WRITTEN PROBLEM >> Copy out the material below word for word, starting at its first line and ending with the line that contains "x=971, y=850".

== EXTRACTED ENTRIES ==

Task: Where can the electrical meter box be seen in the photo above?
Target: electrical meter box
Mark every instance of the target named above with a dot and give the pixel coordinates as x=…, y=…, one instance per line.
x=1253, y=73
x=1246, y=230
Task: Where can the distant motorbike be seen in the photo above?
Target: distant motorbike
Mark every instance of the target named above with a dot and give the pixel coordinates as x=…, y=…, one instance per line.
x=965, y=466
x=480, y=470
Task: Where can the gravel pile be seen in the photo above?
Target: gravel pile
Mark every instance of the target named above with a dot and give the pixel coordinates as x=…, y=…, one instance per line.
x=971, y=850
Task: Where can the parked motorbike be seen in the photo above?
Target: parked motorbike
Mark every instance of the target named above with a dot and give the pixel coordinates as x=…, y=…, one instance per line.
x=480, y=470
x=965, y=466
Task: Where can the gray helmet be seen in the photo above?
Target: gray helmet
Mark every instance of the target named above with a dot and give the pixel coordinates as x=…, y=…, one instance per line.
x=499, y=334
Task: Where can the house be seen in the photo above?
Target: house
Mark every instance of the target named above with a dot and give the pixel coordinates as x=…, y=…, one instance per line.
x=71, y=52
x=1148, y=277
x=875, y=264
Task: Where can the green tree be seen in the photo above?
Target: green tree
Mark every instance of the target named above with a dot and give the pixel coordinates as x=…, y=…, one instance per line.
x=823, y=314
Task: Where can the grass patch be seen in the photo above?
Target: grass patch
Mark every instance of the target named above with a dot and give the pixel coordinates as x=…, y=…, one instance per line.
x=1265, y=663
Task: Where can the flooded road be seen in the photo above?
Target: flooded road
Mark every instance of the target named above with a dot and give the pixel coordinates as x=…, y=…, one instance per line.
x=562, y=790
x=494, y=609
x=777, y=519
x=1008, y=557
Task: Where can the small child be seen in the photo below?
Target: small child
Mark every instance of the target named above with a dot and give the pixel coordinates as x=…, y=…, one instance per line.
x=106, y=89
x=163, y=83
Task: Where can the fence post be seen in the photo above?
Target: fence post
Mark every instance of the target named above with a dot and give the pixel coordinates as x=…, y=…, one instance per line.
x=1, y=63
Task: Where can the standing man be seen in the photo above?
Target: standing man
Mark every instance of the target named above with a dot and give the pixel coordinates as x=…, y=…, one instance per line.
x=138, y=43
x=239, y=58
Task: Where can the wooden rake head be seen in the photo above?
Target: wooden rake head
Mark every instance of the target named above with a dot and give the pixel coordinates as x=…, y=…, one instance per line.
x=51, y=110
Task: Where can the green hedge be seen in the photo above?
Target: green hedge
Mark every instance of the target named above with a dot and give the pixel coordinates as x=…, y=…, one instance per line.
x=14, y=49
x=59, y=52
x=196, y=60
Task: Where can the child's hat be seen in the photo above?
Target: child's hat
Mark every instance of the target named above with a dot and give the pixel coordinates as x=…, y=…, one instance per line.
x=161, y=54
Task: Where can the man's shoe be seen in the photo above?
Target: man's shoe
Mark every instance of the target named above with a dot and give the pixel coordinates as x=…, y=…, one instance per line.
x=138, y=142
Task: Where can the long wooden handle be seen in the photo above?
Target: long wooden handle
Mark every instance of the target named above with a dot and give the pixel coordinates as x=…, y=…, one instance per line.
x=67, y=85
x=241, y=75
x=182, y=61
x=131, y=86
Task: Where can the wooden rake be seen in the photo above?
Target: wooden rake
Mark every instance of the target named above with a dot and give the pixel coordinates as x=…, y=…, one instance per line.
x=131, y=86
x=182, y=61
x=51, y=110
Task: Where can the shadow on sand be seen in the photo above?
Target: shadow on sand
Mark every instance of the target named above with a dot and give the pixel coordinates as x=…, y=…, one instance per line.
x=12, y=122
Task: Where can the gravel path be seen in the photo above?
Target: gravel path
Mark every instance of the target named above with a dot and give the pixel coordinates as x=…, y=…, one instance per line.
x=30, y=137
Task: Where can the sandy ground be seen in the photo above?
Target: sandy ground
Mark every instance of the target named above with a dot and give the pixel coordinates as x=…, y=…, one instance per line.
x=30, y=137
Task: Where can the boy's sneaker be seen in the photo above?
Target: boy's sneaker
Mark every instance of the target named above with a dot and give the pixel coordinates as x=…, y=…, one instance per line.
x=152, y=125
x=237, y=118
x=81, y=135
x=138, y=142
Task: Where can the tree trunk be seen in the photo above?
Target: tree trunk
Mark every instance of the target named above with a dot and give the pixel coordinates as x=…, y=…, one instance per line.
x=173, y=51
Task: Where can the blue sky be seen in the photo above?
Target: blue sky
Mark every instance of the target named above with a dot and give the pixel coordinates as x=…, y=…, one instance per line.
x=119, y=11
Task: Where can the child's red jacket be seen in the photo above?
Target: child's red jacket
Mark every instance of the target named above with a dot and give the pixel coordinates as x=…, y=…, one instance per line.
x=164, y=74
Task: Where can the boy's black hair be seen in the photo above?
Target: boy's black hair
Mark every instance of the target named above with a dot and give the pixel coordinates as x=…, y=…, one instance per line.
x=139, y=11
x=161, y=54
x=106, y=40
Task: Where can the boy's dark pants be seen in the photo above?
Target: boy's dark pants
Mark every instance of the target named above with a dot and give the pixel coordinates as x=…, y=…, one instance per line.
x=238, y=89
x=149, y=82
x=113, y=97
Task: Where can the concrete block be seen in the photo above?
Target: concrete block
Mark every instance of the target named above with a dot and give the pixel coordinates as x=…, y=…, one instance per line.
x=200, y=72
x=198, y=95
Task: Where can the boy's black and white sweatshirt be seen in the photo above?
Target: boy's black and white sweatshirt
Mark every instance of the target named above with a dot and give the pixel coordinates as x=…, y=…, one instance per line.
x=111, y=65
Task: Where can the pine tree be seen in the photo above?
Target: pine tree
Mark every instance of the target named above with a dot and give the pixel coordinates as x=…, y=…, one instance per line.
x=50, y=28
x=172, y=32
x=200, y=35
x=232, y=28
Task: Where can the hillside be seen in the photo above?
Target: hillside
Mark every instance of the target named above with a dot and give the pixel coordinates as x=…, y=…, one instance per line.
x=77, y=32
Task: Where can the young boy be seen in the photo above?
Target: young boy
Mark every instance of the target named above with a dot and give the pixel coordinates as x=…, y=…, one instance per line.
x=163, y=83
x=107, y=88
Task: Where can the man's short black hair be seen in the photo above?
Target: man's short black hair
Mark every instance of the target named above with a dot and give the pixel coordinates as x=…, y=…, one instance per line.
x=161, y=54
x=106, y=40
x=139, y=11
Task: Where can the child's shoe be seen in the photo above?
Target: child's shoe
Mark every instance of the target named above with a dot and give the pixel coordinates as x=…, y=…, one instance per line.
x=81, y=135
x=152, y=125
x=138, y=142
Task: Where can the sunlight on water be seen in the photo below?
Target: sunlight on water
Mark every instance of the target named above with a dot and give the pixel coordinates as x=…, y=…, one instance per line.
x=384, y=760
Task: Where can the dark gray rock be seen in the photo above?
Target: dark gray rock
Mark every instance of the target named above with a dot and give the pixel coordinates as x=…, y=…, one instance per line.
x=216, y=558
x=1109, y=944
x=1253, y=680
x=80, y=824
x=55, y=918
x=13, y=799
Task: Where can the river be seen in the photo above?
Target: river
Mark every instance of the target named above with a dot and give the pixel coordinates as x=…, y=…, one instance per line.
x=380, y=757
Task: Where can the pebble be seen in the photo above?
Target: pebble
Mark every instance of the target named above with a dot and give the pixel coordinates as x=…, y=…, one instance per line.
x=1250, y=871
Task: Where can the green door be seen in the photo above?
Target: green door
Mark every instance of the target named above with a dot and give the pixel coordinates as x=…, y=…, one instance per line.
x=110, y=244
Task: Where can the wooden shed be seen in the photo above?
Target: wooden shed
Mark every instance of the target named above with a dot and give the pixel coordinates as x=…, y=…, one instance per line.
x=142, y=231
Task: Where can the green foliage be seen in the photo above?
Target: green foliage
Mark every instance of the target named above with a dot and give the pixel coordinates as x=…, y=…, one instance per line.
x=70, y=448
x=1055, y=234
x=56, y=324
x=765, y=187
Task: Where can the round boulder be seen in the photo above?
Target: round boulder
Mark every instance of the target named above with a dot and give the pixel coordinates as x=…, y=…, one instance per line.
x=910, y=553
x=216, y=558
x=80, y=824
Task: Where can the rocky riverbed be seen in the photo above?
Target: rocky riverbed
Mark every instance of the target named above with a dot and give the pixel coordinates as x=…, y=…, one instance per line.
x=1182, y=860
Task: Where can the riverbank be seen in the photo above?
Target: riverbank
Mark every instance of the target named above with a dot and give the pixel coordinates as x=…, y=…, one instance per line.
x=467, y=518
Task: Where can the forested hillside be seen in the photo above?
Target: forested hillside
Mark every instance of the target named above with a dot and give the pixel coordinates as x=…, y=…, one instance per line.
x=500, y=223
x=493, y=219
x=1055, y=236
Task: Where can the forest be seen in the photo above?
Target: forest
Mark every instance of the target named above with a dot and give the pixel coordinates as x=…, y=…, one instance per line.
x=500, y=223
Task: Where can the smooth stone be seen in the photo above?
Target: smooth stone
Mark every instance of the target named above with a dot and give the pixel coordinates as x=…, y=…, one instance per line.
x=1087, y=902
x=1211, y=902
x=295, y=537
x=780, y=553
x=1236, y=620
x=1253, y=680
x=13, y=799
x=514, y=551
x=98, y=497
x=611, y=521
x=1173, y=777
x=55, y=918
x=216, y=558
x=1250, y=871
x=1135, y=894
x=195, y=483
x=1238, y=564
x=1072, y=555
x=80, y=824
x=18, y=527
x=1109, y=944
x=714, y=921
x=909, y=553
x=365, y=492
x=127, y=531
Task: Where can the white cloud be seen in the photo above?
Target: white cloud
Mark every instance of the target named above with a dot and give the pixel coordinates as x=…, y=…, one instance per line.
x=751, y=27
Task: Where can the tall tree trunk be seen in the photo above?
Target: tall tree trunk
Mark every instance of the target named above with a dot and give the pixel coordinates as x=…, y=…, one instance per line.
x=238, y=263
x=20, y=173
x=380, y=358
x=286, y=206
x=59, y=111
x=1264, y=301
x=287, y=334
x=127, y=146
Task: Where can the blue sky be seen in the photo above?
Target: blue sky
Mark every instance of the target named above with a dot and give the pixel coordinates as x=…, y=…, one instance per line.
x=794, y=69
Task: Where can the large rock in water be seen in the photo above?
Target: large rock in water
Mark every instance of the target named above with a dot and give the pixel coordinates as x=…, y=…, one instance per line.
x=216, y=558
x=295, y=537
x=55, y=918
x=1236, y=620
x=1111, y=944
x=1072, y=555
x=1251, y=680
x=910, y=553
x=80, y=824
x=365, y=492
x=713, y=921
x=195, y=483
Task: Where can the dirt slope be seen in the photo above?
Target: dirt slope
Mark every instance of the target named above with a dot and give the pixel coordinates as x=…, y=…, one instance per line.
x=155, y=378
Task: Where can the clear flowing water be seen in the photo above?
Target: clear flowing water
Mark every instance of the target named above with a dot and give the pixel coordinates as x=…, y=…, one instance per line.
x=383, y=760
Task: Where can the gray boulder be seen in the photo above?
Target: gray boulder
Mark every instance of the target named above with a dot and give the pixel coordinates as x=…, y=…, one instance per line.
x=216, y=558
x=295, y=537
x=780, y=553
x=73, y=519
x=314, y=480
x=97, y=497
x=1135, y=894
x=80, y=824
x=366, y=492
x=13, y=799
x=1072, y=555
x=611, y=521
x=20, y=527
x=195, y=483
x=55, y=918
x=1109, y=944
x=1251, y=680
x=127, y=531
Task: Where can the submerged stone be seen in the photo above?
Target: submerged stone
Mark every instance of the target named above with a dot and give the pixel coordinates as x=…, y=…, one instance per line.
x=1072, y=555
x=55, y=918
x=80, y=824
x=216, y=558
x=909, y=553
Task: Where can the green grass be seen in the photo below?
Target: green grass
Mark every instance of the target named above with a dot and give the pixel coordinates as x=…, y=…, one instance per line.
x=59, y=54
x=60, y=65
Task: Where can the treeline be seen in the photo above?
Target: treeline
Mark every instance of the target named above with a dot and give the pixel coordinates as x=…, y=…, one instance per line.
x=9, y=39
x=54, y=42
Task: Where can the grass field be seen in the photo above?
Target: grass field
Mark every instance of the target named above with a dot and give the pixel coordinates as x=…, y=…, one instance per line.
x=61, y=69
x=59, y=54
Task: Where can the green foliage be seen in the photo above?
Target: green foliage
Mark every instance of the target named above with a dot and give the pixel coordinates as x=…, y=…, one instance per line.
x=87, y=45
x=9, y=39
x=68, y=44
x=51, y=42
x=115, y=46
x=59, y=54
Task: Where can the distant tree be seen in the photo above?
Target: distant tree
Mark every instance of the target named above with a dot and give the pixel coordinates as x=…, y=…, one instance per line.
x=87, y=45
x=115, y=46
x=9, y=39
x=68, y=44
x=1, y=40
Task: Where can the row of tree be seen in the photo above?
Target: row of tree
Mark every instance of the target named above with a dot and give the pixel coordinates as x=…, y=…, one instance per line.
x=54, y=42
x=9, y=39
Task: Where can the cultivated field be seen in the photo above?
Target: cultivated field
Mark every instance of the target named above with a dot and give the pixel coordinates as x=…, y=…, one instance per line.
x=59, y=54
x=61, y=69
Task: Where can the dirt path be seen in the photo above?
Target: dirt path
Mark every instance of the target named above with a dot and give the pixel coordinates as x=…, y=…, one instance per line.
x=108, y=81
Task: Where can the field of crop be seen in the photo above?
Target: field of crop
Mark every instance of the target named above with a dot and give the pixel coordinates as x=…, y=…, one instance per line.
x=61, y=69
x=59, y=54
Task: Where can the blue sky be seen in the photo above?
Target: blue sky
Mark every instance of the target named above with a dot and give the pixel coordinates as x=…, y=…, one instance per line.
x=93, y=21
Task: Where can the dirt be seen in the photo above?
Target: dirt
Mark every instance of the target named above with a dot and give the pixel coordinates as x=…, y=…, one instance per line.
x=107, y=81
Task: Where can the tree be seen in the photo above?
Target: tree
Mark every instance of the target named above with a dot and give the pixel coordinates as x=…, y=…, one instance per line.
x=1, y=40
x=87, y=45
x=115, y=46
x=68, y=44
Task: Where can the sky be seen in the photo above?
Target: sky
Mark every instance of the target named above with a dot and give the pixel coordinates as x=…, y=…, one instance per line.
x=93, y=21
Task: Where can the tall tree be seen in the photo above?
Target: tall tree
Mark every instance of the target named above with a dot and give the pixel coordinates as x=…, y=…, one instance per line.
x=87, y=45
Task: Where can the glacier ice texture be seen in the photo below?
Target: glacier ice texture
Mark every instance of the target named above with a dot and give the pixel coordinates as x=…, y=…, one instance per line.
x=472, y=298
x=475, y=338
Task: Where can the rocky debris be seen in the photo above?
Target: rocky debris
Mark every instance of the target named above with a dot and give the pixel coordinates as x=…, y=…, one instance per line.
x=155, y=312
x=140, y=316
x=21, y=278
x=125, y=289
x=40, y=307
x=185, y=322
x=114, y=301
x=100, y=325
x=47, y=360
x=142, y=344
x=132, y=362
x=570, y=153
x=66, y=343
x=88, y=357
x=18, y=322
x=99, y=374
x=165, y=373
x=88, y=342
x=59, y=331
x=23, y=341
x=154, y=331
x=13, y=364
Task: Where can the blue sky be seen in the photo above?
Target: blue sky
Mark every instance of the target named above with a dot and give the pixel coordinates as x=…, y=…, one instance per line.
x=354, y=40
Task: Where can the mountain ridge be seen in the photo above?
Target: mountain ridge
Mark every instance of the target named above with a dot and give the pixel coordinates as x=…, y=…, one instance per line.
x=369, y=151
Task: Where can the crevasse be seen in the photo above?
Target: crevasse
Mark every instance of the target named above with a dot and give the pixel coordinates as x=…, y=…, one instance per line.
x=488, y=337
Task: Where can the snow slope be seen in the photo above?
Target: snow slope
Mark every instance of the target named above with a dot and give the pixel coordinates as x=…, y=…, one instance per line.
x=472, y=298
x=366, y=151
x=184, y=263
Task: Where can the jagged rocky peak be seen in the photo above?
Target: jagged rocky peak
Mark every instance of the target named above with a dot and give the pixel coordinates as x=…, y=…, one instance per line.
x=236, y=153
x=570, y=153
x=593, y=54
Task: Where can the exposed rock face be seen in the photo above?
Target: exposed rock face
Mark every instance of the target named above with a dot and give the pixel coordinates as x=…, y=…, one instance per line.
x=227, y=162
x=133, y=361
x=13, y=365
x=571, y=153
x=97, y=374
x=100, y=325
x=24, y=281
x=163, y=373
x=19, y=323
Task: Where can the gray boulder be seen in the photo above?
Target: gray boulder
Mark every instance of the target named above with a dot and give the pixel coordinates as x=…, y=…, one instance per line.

===

TASK RESPONSE >>
Task: Where can the electrical meter box be seen in the photo above?
Target: electrical meter box
Mark every instance of the target named above with a dot and give the pixel coordinates as x=…, y=…, one instance per line.
x=1253, y=73
x=1246, y=230
Task: Where can the distant motorbike be seen in the photo above?
Target: distant motorbike
Mark every instance of the target named above with a dot and give the pixel coordinates as x=…, y=…, one instance per line.
x=965, y=466
x=480, y=470
Task: Where can the gravel pile be seen in the photo above?
Target: gravel pile
Mark every instance of the target named above with a dot and give the pixel coordinates as x=…, y=…, one instance per line.
x=971, y=850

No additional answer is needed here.